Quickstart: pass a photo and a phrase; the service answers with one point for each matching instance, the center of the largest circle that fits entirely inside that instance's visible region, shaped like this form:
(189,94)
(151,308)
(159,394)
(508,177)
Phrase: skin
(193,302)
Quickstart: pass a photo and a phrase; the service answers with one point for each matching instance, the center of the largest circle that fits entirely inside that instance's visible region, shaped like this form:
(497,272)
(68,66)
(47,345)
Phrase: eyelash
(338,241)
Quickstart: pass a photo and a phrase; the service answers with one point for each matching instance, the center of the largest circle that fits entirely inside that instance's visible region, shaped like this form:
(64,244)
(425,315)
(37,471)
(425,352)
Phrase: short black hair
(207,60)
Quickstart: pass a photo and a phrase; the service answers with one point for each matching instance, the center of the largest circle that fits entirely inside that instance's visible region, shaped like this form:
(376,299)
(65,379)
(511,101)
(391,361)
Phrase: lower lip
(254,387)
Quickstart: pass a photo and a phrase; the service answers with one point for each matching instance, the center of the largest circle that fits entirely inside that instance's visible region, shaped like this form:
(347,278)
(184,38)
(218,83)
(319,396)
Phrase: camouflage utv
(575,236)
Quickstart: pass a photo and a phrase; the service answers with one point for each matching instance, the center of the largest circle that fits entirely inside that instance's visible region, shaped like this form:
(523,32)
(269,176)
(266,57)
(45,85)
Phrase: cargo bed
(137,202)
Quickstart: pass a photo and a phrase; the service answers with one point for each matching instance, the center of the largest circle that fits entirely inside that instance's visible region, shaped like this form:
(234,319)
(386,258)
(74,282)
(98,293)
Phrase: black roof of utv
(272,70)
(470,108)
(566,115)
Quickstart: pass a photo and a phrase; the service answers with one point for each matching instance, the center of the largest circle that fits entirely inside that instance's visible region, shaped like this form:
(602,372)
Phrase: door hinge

**Work item:** Restate all of the entries exactly, please.

**Expected answer:**
Quickstart: pass a photo and a phrase; the service answers with one point for each matching instance, the center of the largest circle that fits entirely inside that instance's visible region, shaped like this form:
(189,94)
(151,308)
(159,394)
(508,177)
Phrase: skin
(193,302)
Quickstart: pass a photo and a phrase; the service answers with one point for each matching instance, the center of the largest circle that fits entirely inside that instance's visible region, shaped like this form:
(497,272)
(68,66)
(47,345)
Phrase: eyelash
(338,241)
Quickstart: pass a photo and a phrase; the service answers with one point for each matching instance, the center of the largest circle that fits entirely inside that instance's visible region, shaped like this form:
(64,244)
(425,315)
(37,471)
(425,352)
Phrase: short black hair
(207,60)
Quickstart: pass a photo and a phrase; the service answers with one point for each matching instance, the center of the largest circle that fits entirely inside that instance's visible region, shaped like this form:
(376,299)
(65,379)
(511,101)
(391,361)
Phrase: lower lip
(254,387)
Quickstart: pass a photo and a phrase; the service answers with one point for each matching instance, the center of the largest circle that fits entirely inside that instance's visible region, shaped like this form:
(347,278)
(184,38)
(218,83)
(319,396)
Phrase: camouflage utv
(575,236)
Quickstart: pass a photo and a phrase; the service answers with one point for each matching instance, the center of the largest circle that fits entirely inside that instance's visible region, shaped like this form:
(523,32)
(269,176)
(266,57)
(45,85)
Phrase: cargo bed
(137,202)
Quickstart: pass a photo and a phrase; the service answers with one point for each matching instance, the center of the largest circle that fits entirely inside that instance's visible region, shaped like this form:
(234,319)
(386,258)
(74,282)
(98,293)
Phrase: black roof of utv
(272,70)
(470,108)
(566,115)
Quickstart: pass a photo and a phrase; the service answers with one point for each matching instance, the center of the largest circle that fits entirely inside that instance's visible region, shaped like this form:
(602,372)
Phrase: door hinge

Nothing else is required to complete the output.